**Brano citato:**
+---+

Italia sinonimo di eccellenza in ambito calcistico. In un’epoca nella quale spesso si parla di stadi obsoleti, di conti che non tornano e di talenti che preferiscono cercare altrove grandi sfide e grandi guadagni, si fa forse un po’ più di fatica a ricordare che la Serie A è stata per anni il centro nevralgico di tutte le più importanti vicende ‘pallonare’.
Per decenni nessun campionato è riuscito ad attirare campioni come quello italiano ed anzi, il ‘Bel Paese’ per tanto tempo ha rappresentato un vero e proprio oggetto del desiderio per tutti i più grandi fuoriclasse del pianeta.
Negli anni ’80, in particolare, erano molte le squadre della massima serie che potevano contare su grandi talenti nelle proprie fila. Che si trattasse delle big o di quelle realtà che già allora venivano definite di ‘provincia’, poco importava: i più forti calciatori brasiliani, argentini, francesi, tedeschi, olandesi o di qualunque parte del globo, in un modo o nell’altro facevano a gara per accaparrarsi un ingaggio, lì dove si giocava un calcio di un altro livello rispetto quello di tutti gli altri Paesi.

+---+

**Dati registrati:**

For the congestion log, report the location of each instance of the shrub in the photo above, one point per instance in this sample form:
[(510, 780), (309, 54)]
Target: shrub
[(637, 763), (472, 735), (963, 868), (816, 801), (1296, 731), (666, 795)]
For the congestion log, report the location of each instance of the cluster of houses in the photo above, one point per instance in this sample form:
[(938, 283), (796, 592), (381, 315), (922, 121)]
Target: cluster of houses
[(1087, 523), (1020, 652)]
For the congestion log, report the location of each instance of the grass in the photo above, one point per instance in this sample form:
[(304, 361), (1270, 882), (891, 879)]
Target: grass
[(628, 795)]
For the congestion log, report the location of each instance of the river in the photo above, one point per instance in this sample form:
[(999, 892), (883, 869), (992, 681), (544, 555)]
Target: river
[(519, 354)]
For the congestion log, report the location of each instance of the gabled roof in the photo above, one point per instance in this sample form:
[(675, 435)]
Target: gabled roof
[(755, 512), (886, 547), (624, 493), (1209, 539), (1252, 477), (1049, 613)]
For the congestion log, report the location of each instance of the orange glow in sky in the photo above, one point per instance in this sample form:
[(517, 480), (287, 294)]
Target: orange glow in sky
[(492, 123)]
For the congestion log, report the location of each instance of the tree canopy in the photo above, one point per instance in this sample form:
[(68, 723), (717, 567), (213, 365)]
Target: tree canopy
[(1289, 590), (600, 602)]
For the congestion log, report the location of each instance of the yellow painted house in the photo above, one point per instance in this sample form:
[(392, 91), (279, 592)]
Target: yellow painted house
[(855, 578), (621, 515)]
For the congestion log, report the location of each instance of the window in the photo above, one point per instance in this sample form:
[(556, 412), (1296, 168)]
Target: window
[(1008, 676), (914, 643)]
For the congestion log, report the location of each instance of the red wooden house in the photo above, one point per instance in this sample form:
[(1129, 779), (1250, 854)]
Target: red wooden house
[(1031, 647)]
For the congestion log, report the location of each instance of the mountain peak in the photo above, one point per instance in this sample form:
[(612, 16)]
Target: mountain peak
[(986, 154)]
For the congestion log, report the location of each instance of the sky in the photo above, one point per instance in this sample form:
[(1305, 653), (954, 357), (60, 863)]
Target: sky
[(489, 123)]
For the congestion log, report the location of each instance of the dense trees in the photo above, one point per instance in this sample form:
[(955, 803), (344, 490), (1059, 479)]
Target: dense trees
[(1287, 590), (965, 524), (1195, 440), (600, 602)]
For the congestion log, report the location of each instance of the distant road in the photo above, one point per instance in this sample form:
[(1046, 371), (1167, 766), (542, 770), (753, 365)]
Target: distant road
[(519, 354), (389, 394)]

+---+

**Consegna:**
Riassumi in due frasi il brano sulla Serie A. Le righe non hanno alcun ruolo in questo lavoro.

**Risposta scritta:**
Oggi si parla spesso di stadi obsoleti, di conti che non tornano e di talenti che cercano sfide e guadagni altrove, ma per anni la Serie A è stata il centro delle vicende calcistiche più importanti e per decenni nessun campionato ha attirato campioni come quello italiano. Negli anni '80, in particolare, molte squadre, sia grandi sia di provincia, contavano su grandi talenti, e i calciatori più forti di ogni parte del mondo facevano a gara per ottenere un ingaggio in Italia.